## Directions
1. According to the data engineering notes, what does change data capture track and stream?
2. Pull out the passage of the data engineering notes that begins at the words "change data capture" and ends after "multiple real-time sources.".

## Provided passage
--------------------------------
2025-10-10

data engineering - ibm overview

source: ibm data engineering

🔹 what data engineers do

create and deploy algorithms, pipelines, and workflows that convert raw data → ready-to-use datasets
enable analysis and application of data regardless of source or format
follow data mesh principles — a decentralized architecture where data is organized by business domains (marketing, sales, services, etc.)

🔹 key use cases

data collection, storage, and management
real-time data analysis
machine learning integration

🔹 de and core datasets

data engineers build systems that turn massive raw data into core, usable datasets
focus on data as a product (daap) — different from data as a service (daas)
real-world examples:
- retail and e-commerce data standardization
- fraud detection pipelines
- manufacturing analytics pipelines

⚙️ how data engineering works

data engineering designs and builds data pipelines that convert unstructured raw data into unified, high-quality datasets.

steps:

data ingestion – movement of data from multiple sources into a single ecosystem
data transformation – cleaning, correcting, normalizing data to ensure consistency and integrity

🧩 data normalization (detailed concept)

definition:
data normalization means organizing and transforming data to make it consistent, structured, and comparable.
it removes redundancy (duplicates) and ensures data integrity (accurate relationships between entities).

🔹 simple analogy

like cleaning and organizing your messy room:

books on shelves (grouped)
clothes in the cupboard
shoes on the rack
→ not deleting anything, just organizing logically for easier retrieval.

🔹 in data context

in databases (like sql):

normalization = splitting large tables into smaller ones and defining relationships (foreign keys)
it follows normal forms (1nf, 2nf, 3nf, etc.) — each removing specific redundancy or dependency type.

🔹 real-world example

before normalization:

student_id	student_name	course	teacher	teacher_phone
1	alex	math	mr. raj	9999991111
2	mia	science	ms. neha	9999992222
3	sam	math	mr. raj	9999991111

redundancy: teacher info repeats for each student.

after normalization:

students table

student_id	student_name	course_id
1	alex	101
2	mia	102
3	sam	101

courses table

course_id	course_name	teacher_id
101	math	t1
102	science	t2

teachers table

teacher_id	teacher_name	teacher_phone
t1	mr. raj	9999991111
t2	ms. neha	9999992222

→ cleaner, consistent, efficient for updates and queries.

🧠 da vs ds vs de

role	focus	purpose
da (data analyst)	analyze large datasets	extract insights for present-day decisions
ds (data scientist)	build ml models	predict future outcomes
de (data engineer)	design pipelines & infra	deliver reliable, structured data for da/ds

🧰 tools & pipeline formats

data engineers primarily use:

etl → extract → transform → load (see /learning/etl)
elt → extract → load → transform (see /learning/elt)

💾 data storage solutions

cloud computing services
relational databases
nosql databases
data warehouses
data lakes
data lakehouses

🔄 other data integration methods

change data capture (cdc): tracks and streams only changes (inserts, updates, deletes) from databases in real time.
data replication: creates exact copies of data across systems to ensure consistency and availability.
data visualization: converts datasets into graphical insights for easy pattern and trend detection.
stream data integration (sdi): continuously processes and merges live data streams from multiple real-time sources.

💻 core programming languages

sql → querying and data modeling
python → scripting, orchestration, and analytics
scala → big data and spark pipelines
go → building concurrent, high-performance data services
node.js → managing real-time, event-driven data integrations
java → enterprise-scale data processing
--------------------------------
## Record list

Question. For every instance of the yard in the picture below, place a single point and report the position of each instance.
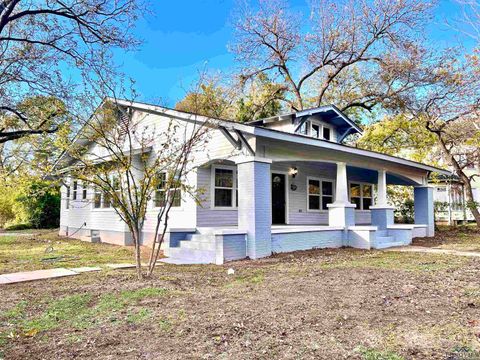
(326, 304)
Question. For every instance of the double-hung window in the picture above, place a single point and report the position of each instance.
(67, 202)
(97, 197)
(84, 190)
(320, 193)
(361, 194)
(224, 187)
(163, 194)
(74, 192)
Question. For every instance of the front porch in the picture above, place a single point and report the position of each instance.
(296, 205)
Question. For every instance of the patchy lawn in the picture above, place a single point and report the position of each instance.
(45, 250)
(327, 304)
(463, 238)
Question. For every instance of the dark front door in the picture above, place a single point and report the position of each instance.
(278, 199)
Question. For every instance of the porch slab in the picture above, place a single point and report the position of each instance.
(35, 275)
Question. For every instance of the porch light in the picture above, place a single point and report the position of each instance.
(293, 171)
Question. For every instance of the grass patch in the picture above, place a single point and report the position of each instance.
(48, 250)
(372, 354)
(78, 312)
(397, 261)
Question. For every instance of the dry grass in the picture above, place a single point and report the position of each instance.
(319, 304)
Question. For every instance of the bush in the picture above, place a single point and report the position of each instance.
(41, 204)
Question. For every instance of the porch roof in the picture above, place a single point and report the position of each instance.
(260, 131)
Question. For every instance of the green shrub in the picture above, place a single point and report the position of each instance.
(41, 204)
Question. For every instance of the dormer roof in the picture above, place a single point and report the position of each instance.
(328, 113)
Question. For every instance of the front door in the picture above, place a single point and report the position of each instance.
(278, 198)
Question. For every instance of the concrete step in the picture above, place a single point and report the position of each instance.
(198, 245)
(207, 256)
(384, 239)
(388, 245)
(202, 238)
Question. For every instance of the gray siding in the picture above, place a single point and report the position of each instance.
(206, 216)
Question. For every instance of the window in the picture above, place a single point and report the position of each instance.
(75, 187)
(224, 192)
(97, 198)
(326, 133)
(160, 197)
(320, 193)
(84, 191)
(361, 195)
(67, 203)
(304, 128)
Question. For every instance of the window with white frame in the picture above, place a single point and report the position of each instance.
(174, 194)
(326, 132)
(97, 197)
(84, 190)
(74, 192)
(316, 130)
(67, 200)
(361, 194)
(320, 193)
(224, 187)
(304, 128)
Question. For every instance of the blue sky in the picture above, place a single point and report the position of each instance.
(180, 38)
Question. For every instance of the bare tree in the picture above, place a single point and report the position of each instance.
(308, 56)
(40, 40)
(128, 162)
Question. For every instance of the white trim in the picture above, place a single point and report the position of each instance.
(274, 134)
(320, 195)
(212, 187)
(287, 187)
(321, 125)
(361, 183)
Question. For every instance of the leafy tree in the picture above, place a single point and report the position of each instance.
(209, 99)
(309, 55)
(262, 100)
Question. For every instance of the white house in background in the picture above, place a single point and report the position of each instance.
(274, 185)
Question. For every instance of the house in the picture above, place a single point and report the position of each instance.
(274, 185)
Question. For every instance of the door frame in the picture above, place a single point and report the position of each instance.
(287, 186)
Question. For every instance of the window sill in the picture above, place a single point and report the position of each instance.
(222, 208)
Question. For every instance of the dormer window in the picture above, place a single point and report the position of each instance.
(316, 129)
(326, 133)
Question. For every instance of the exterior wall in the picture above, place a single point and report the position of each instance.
(292, 241)
(206, 215)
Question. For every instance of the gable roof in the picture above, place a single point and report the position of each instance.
(261, 131)
(328, 113)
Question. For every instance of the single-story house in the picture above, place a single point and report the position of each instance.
(273, 185)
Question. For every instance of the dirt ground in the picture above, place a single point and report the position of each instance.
(318, 304)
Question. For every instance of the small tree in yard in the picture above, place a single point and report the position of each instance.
(126, 160)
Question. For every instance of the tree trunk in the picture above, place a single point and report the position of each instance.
(465, 179)
(470, 199)
(138, 259)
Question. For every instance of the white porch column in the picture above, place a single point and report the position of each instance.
(423, 208)
(255, 204)
(341, 190)
(382, 188)
(382, 212)
(341, 212)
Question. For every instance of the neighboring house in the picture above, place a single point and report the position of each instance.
(450, 200)
(274, 185)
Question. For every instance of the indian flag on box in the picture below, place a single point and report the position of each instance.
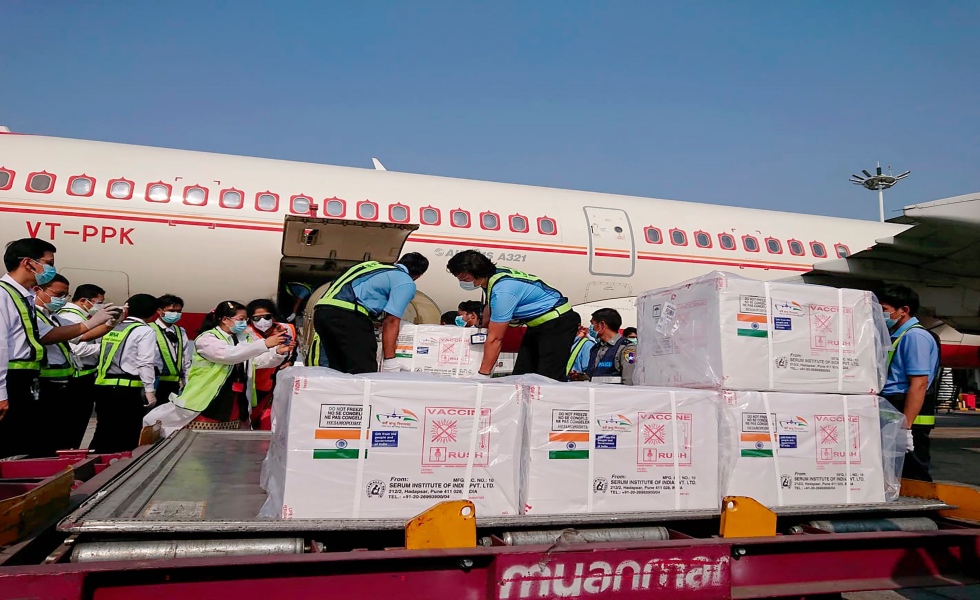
(568, 445)
(752, 325)
(755, 445)
(338, 443)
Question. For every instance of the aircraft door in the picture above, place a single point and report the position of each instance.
(611, 247)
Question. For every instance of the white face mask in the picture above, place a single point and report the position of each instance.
(263, 325)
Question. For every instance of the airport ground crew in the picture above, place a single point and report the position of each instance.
(221, 383)
(519, 298)
(913, 363)
(174, 345)
(126, 379)
(344, 317)
(29, 263)
(612, 359)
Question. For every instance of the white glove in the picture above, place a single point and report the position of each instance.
(391, 365)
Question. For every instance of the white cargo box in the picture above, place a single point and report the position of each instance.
(727, 332)
(390, 445)
(611, 448)
(803, 454)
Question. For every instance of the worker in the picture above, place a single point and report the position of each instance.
(126, 380)
(519, 298)
(345, 315)
(578, 361)
(220, 388)
(174, 345)
(29, 263)
(469, 314)
(913, 362)
(264, 322)
(612, 358)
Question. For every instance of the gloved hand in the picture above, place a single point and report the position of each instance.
(391, 365)
(108, 312)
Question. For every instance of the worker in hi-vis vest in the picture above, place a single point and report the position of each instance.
(514, 297)
(344, 317)
(913, 362)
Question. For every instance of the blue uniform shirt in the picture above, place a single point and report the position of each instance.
(916, 354)
(514, 299)
(387, 291)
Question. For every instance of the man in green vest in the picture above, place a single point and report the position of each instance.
(29, 263)
(913, 363)
(344, 317)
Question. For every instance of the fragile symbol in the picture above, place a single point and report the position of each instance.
(444, 431)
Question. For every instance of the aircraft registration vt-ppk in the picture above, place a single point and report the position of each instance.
(210, 227)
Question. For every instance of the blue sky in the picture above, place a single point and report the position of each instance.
(751, 103)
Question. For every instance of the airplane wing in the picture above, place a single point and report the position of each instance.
(938, 256)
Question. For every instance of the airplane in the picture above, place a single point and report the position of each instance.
(210, 227)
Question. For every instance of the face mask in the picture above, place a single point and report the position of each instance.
(170, 317)
(45, 276)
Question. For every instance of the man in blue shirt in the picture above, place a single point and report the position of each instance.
(913, 362)
(344, 317)
(513, 296)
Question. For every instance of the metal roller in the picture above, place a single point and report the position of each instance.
(585, 536)
(164, 549)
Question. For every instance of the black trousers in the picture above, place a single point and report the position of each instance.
(120, 418)
(347, 340)
(545, 349)
(21, 422)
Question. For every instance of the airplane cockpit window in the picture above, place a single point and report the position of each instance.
(267, 202)
(231, 199)
(195, 195)
(81, 186)
(518, 224)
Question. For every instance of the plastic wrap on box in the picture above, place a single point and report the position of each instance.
(795, 450)
(609, 448)
(390, 445)
(727, 332)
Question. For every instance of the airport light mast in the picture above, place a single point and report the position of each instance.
(880, 182)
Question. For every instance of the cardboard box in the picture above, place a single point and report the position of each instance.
(390, 445)
(611, 448)
(727, 332)
(803, 454)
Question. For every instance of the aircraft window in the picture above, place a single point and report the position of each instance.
(300, 204)
(678, 237)
(336, 207)
(40, 183)
(518, 224)
(231, 199)
(81, 186)
(460, 218)
(6, 179)
(267, 202)
(195, 195)
(431, 216)
(158, 192)
(489, 221)
(398, 213)
(367, 210)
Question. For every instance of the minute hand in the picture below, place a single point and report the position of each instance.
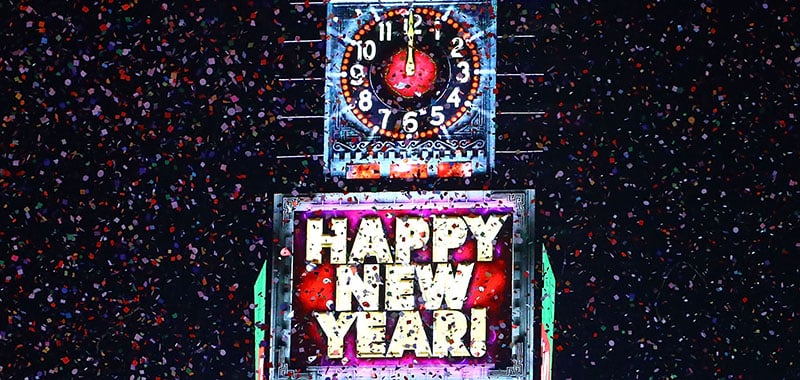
(410, 33)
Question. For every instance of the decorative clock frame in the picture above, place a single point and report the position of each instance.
(446, 132)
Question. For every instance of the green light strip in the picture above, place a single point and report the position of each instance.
(260, 300)
(548, 316)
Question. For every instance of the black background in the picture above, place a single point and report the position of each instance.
(136, 180)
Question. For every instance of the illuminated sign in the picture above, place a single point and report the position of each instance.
(409, 88)
(365, 285)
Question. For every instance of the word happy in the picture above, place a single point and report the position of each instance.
(366, 294)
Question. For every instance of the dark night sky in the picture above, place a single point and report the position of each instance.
(141, 145)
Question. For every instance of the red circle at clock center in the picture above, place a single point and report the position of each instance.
(420, 82)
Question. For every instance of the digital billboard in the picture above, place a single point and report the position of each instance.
(409, 88)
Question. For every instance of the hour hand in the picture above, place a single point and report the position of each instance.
(410, 33)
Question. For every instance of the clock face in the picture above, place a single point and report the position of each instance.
(411, 72)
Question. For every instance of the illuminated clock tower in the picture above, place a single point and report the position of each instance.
(434, 284)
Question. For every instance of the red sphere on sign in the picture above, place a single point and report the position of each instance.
(421, 79)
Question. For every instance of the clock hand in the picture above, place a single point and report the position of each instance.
(410, 33)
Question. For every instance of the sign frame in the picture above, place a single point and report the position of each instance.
(524, 350)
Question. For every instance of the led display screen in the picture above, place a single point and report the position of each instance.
(365, 284)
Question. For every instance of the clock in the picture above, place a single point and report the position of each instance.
(410, 88)
(411, 72)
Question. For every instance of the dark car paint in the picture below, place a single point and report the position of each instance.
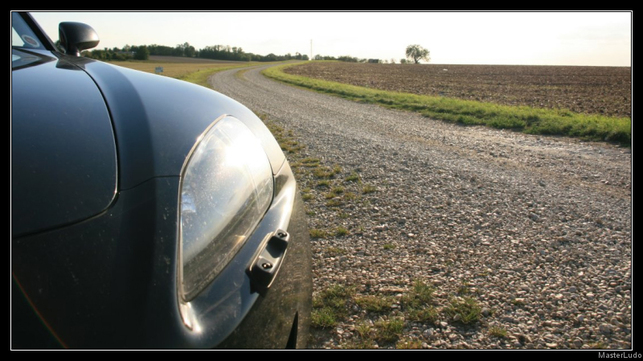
(64, 155)
(107, 277)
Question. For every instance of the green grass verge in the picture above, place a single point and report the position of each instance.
(520, 118)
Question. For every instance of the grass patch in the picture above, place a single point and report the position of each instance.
(465, 310)
(376, 304)
(389, 330)
(318, 233)
(499, 332)
(521, 118)
(341, 231)
(330, 306)
(193, 72)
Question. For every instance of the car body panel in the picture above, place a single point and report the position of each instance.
(109, 277)
(64, 154)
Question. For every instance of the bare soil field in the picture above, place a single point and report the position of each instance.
(584, 89)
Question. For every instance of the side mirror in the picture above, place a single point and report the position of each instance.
(76, 37)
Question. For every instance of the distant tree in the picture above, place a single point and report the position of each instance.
(141, 52)
(417, 53)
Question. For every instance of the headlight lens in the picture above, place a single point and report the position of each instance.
(226, 188)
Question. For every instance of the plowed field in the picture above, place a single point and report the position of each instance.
(594, 90)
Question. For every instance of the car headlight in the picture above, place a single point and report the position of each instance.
(226, 188)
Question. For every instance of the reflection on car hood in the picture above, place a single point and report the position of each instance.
(63, 150)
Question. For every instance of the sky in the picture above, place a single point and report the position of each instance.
(452, 37)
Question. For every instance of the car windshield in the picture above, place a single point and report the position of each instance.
(22, 35)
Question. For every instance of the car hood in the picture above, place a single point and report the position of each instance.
(84, 130)
(62, 144)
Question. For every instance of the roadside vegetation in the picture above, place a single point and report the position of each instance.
(526, 119)
(193, 72)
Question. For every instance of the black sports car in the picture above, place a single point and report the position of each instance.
(147, 212)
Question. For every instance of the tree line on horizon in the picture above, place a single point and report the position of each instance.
(215, 52)
(226, 52)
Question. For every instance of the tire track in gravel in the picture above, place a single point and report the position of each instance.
(543, 220)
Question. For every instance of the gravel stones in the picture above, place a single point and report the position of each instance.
(536, 230)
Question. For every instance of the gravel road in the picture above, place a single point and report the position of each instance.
(535, 231)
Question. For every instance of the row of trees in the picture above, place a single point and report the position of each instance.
(218, 52)
(414, 53)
--------------------------------
## Complete answers
1. It tracks and streams only changes (inserts, updates, deletes) from databases in real time.

2.
change data capture (cdc): tracks and streams only changes (inserts, updates, deletes) from databases in real time.
data replication: creates exact copies of data across systems to ensure consistency and availability.
data visualization: converts datasets into graphical insights for easy pattern and trend detection.
stream data integration (sdi): continuously processes and merges live data streams from multiple real-time sources.